### Extrait du document:
--------

L'histoire est connue du plus grand nombre mais ce qui importe le plus dans le manga, c'est toute la grandeur que Yoshikazu Yasuhiko apporte à ce récit. La colonie Side 7 est représentée de manière somptueuse avec des dessins très soignés, détaillés et souvent contemplatif. La mise en scène des batailles est aussi très travaillée et arrive à retranscrire avec force toute l'horreur et la violence qui peuvent s'en dégager, notamment à travers les expressions faciales saisissantes des personnages. La terreur, la surprise, la tristesse, la souffrance... Tout peut se lire à travers leurs visages qui suffisent parfois à nous en raconter bien davantage que ne pourraient le faire les dialogues. Pris au coeur des tirs, les personnages d'Amuro Ray et de Frau Bow sont le moteur émotionnel auquel nous autres lecteurs pouvons nous référer. Ce sont de simples jeunes gens qui se retrouvent pris au coeur d'une bataille, qui voit des tirs perdus leur arriver dessus, qui voient de nombreuses personnes (parfois même de leurs familles) mourir juste sous leurs yeux. Et tout autour, les deux camps qui déploient leurs armes mobiles, qui tirent à vue d'oeil sans se préoccuper des dommages collatéraux, qui voient leurs hommes et leurs armements exploser violemment, laissant des bouts de ferrailles, des corps démembrés et quantité de blessés. Une représentation de la guerre sans concession où il est impossible de prendre parti pour l'un ou l'autre des camps, juste de les maudire pour la dévastation et la désolation qu'ils apportent sur ce monde autrefois paisible.
Victimes de la catastrophe, nous suivons un certain nombre de personnages qui vont, à terme, composer le casting régulier de la série. Chacun de ces personnages est bien différent des autres, tous ont leur caractère, leurs talents propres et leurs défauts, et ils sont tous représentés avec beaucoup d'authenticité, que ce soit l'adolescent à problème Amuro Ray qui tente de fuir une réalité trop dure à accepter et qui est réfractaire à toute forme d'autorité, son amie Frau Bow qui est la gentille voisine complètement dépassée par les événements et qui ne sait guère ce qu'il va advenir d'elle après avoir perdu tous ses proches, l'héritière Mirai Yashima qui s'est trouvée par hasard sur la colonie au moment de l'attaque et qui y a perdu son père (un célèbre industriel), le narcissique Kai Shiden qui aime attiser les tensions, Hayato Kobayashi qui est le garçon honnête mais banal qui ne se démarque en rien malgré ses efforts, la ravissante Sayla Mass qui incarne une femme au tempérament endurci qui ne parle que très peu d'elle et qui n'évoque jamais son mystérieux passé avec autrui, l'officier réserviste Ryu José, ou encore le capitaine intérimaire Bright Noa qui n'a aucune expérience préalable de commandement à son actif et qui doit coordonner les efforts d'évacuation des civils et du personnel militaire survivants avant de procéder à l'évacuation de la colonie avec un équipage composé en grande partie de novices et de civils, la plupart des militaires aguerris ayant péri au cours de l'attaque. Un casting hétéroclite, crédible et surtout complémentaire dont nous allons suivre les exploits tout le long de cette série durant leur odyssée en direction de la base fédérale de Jaburo sur la Terre. C'est à travers ces personnages, pour la plupart des civils emportés par le conflit et embrigadé contre leur gré par la force des circonstances, que nous allons découvrir leur quotidien au sein de l'armée, ponctué de nombreuses batailles et de tout autant de tragédies.

--------

### Consignes:
1 > Selon l'extrait du document, vers quelle base les personnages font-ils route au cours de leur odyssée ?
2 > Relevez tous les personnages de la série nommés dans l'extrait du document.
La liste qui suit n'a aucun rôle dans ce travail.

--------

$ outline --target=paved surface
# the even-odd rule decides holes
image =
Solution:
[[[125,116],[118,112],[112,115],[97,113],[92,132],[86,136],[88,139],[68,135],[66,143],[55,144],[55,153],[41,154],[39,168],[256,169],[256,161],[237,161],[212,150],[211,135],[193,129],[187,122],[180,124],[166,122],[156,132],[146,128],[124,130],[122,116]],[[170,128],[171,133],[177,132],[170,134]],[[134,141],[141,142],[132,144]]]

--------

### Réponses par consigne:
1 > Vers la base fédérale de Jaburo, sur la Terre.

2 > Amuro Ray, Frau Bow, Mirai Yashima, Kai Shiden, Hayato Kobayashi, Sayla Mass, Ryu José, Bright Noa